→ Aim of the exercise: Using the material that follows, output exactly the lines from the one containing "x=178, y=402" through the one containing "x=1059, y=509", with both ends kept.

→ Source data:
::::::
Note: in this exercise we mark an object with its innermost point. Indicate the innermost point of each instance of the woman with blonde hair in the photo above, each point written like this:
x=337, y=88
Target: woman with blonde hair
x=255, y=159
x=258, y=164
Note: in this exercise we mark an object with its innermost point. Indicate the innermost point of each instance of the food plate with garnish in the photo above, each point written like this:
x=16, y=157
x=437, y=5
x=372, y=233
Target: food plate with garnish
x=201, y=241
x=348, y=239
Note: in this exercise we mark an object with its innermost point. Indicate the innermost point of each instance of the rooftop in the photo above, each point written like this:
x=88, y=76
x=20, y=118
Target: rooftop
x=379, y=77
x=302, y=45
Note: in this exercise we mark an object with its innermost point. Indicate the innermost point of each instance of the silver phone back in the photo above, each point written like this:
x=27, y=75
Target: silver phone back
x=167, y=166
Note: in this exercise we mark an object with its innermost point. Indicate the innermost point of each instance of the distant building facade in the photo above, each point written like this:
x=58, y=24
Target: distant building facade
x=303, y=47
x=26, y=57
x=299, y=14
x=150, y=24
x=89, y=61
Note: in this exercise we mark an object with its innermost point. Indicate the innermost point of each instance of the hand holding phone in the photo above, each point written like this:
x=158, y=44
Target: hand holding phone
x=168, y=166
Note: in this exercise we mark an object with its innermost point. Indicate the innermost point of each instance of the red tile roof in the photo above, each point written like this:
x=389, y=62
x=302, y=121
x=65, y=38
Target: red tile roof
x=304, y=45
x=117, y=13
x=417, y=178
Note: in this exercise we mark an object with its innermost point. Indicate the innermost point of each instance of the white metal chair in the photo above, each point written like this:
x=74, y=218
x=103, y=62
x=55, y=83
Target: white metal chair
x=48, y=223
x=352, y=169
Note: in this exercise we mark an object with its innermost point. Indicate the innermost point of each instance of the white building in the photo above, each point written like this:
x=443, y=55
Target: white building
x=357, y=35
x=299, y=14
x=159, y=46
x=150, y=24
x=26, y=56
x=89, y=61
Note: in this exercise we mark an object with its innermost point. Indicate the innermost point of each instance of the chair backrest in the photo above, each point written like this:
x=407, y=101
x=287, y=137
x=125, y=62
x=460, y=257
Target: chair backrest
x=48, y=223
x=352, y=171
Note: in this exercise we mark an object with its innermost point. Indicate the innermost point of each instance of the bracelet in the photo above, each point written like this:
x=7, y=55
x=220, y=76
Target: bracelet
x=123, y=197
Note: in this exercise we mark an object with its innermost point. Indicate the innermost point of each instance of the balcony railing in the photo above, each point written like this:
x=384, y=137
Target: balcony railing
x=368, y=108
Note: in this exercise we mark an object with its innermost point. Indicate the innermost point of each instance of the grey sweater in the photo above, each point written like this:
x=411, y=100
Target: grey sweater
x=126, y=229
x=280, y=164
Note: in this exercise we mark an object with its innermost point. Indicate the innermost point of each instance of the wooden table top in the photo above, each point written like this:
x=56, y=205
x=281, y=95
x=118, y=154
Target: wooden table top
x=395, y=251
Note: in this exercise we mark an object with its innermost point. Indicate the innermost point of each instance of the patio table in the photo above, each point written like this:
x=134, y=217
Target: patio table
::::::
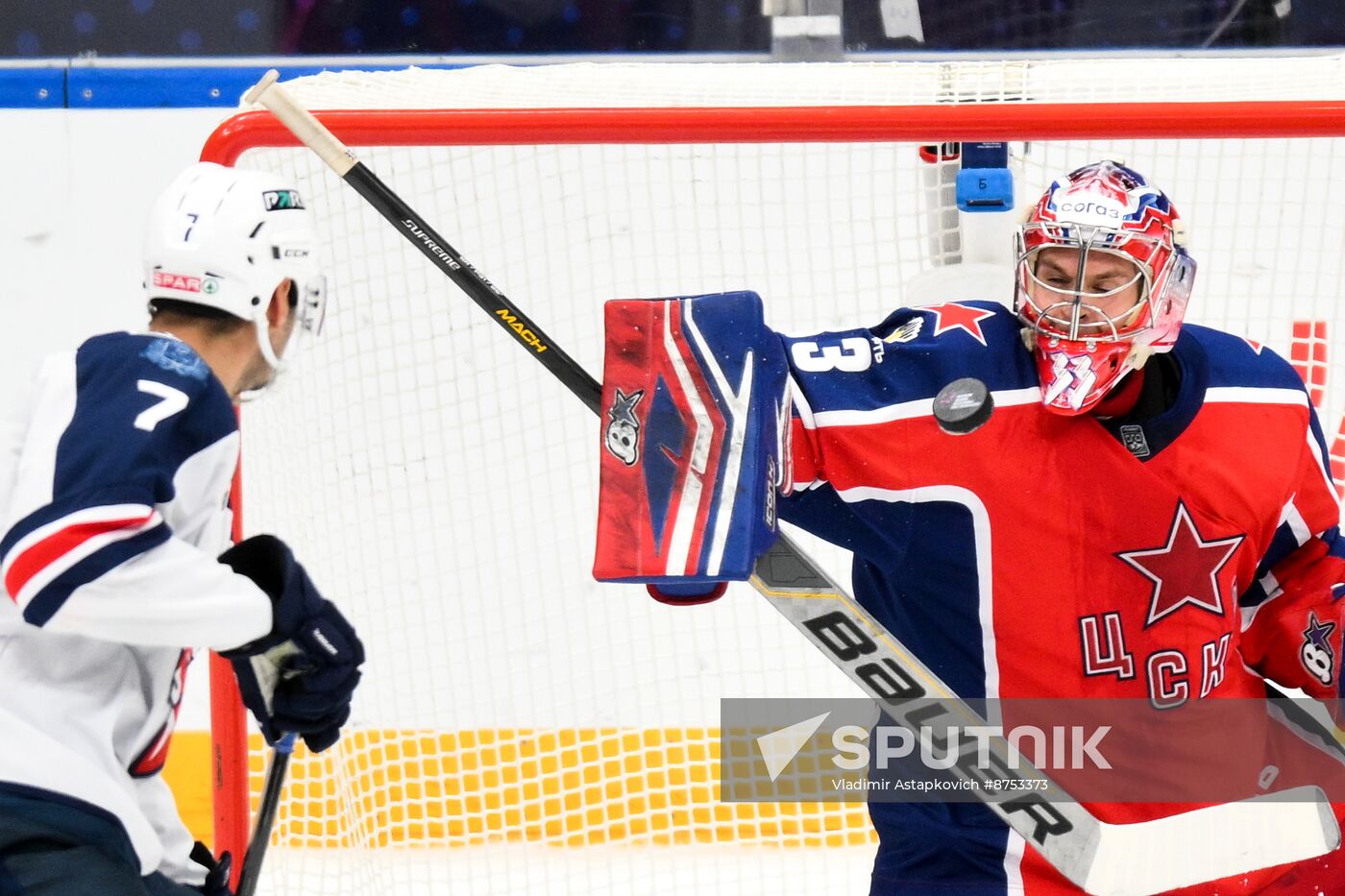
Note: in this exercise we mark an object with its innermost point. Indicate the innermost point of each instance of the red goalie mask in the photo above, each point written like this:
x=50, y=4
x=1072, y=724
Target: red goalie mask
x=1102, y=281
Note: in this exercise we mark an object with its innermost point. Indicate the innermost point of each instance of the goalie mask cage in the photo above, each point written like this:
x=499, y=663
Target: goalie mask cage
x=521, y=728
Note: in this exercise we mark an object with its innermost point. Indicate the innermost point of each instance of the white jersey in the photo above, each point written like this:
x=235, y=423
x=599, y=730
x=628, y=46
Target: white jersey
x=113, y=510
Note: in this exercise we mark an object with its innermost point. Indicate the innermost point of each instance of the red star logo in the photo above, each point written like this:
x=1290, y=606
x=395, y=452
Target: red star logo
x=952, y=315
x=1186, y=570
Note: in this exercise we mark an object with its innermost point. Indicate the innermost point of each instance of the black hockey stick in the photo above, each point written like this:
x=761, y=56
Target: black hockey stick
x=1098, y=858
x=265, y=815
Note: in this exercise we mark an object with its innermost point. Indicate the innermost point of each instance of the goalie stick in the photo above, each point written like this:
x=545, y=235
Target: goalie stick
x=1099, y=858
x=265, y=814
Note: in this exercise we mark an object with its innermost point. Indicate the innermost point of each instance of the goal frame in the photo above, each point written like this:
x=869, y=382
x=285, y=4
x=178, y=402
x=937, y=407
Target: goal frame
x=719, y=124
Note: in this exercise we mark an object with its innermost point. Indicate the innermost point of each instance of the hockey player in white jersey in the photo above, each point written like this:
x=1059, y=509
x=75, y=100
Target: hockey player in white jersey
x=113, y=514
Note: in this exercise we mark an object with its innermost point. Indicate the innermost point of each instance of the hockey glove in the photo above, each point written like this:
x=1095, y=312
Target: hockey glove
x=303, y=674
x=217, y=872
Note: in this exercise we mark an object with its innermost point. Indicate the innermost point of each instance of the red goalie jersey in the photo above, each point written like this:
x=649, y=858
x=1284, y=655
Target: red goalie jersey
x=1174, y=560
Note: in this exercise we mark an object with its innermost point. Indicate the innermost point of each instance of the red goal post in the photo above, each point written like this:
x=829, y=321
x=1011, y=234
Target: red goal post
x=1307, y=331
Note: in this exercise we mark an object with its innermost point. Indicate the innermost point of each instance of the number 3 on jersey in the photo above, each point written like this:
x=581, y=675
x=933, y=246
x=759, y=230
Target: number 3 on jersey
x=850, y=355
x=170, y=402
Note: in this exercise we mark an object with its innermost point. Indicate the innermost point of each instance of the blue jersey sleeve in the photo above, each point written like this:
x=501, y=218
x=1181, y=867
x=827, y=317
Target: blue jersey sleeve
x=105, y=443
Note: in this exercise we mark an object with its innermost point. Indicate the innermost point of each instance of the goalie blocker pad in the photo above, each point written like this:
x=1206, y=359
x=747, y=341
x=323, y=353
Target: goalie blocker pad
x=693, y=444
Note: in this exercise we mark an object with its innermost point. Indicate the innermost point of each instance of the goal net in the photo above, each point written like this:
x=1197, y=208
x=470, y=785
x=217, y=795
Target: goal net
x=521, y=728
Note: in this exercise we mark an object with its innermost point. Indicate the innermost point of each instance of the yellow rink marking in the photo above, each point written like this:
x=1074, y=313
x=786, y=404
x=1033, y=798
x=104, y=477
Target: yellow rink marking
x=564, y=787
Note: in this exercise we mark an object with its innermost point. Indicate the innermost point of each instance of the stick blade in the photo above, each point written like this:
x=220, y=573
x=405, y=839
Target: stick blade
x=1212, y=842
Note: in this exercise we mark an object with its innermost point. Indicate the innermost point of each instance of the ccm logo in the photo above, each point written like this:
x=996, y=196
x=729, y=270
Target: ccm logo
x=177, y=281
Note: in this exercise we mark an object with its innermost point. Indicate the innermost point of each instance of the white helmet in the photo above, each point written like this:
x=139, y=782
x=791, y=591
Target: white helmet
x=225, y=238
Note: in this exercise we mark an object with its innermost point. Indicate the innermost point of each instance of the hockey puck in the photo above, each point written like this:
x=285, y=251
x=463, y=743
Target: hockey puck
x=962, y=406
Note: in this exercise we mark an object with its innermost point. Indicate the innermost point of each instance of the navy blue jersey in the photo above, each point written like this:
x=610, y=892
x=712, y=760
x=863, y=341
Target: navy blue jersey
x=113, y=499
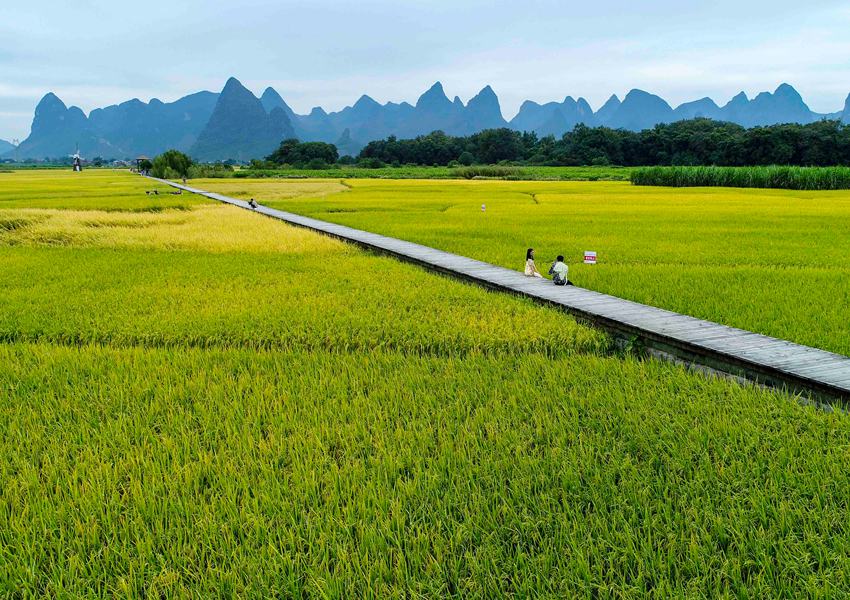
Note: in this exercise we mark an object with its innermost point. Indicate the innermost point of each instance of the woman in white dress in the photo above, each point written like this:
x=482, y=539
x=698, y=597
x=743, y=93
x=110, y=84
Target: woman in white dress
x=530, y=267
::::::
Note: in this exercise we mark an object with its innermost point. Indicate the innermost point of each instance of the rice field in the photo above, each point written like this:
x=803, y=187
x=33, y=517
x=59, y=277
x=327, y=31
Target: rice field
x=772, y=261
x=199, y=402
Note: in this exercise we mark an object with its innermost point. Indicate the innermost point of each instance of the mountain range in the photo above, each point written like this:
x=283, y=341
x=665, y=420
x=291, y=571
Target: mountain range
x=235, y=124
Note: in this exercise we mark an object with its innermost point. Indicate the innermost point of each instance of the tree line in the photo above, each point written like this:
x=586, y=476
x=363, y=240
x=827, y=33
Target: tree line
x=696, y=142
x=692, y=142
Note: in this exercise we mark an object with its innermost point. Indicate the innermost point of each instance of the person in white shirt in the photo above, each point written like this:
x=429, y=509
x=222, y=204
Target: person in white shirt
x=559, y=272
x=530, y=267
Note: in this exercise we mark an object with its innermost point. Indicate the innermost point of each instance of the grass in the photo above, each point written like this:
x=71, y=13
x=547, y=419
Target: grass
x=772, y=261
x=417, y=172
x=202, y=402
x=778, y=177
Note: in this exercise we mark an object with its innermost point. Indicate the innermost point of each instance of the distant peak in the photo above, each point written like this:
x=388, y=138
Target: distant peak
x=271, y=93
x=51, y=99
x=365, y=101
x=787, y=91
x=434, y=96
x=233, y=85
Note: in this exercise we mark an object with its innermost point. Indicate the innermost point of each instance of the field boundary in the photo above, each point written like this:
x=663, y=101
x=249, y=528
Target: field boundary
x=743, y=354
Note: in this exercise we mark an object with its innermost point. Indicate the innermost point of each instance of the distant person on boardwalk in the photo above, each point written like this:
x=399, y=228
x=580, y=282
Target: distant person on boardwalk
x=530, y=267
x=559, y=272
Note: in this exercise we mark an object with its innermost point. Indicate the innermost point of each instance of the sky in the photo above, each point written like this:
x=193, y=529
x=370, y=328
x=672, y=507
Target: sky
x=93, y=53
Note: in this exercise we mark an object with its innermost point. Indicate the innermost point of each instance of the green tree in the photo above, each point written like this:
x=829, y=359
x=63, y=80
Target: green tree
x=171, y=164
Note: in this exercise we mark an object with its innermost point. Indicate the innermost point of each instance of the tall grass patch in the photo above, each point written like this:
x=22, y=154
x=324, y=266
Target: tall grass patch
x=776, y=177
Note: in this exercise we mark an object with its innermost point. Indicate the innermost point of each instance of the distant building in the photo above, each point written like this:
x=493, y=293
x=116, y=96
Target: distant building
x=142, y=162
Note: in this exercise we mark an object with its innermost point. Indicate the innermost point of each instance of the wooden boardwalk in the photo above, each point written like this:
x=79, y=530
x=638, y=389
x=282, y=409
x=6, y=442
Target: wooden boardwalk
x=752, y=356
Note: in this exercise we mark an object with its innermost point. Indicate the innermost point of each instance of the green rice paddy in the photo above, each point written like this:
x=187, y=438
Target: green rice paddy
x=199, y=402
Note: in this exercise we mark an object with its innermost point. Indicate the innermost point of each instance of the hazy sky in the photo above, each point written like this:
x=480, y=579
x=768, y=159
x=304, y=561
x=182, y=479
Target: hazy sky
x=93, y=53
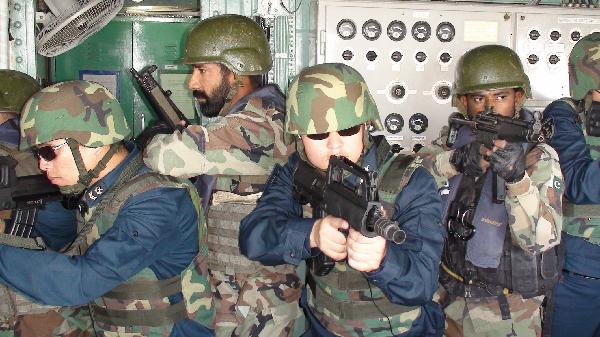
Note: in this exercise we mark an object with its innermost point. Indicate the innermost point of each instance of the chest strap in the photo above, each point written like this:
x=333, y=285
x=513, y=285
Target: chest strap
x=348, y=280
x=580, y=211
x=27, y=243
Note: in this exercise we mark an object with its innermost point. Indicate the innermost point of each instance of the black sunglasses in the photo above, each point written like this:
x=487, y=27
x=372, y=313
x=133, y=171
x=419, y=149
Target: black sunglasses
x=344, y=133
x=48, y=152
::::::
→ Task response:
x=178, y=402
x=937, y=407
Target: goal frame
x=719, y=124
Note: in this exercise we mark an object with its innermost point. Indicate the innermost point of each instance of the hockey player in white jersey in the photo above, each point written like this:
x=1059, y=509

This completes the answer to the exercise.